▶ Source data:
......

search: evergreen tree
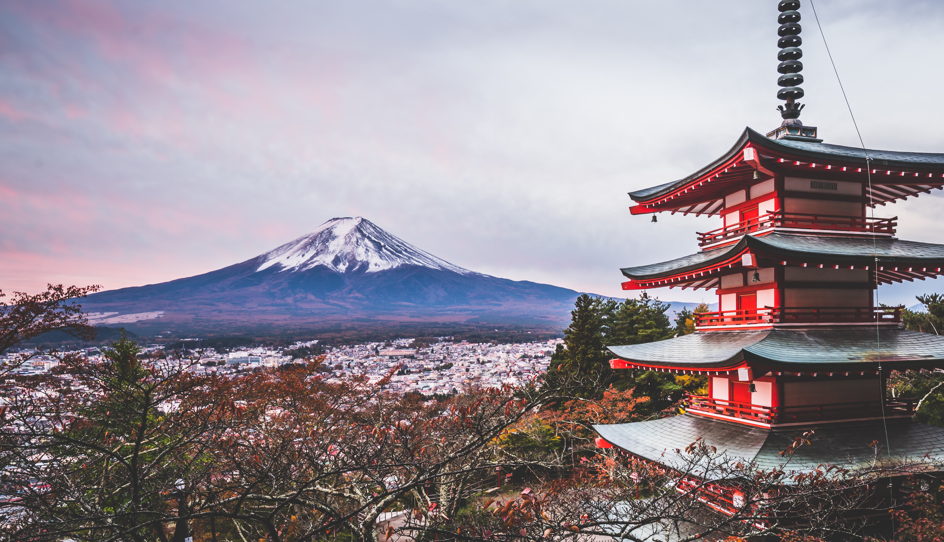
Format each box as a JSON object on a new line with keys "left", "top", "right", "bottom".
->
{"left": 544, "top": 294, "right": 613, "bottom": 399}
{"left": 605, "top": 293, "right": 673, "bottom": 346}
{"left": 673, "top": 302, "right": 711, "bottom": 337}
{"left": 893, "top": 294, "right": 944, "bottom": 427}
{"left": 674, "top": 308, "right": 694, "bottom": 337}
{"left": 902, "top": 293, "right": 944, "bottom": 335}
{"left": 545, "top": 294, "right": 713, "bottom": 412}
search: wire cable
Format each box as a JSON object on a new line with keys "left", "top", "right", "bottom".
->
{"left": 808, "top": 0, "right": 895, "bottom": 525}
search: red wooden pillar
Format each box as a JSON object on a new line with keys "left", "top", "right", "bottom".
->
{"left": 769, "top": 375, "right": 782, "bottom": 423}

......

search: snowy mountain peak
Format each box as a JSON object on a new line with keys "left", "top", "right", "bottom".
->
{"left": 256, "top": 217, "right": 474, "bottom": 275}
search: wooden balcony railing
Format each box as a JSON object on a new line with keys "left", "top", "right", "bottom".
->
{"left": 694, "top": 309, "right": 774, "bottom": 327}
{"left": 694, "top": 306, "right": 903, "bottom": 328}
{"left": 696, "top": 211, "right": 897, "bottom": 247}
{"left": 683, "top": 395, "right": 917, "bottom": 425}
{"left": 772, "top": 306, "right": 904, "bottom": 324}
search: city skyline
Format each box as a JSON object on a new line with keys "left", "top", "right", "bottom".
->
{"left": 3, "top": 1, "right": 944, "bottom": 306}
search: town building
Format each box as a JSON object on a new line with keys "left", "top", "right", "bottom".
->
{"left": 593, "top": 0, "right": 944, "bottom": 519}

......

▶ Instructions for the task:
Copy out each line of the entries that holds "wooden".

▶ Worked solution:
search: red wooden pillar
search: wooden balcony railing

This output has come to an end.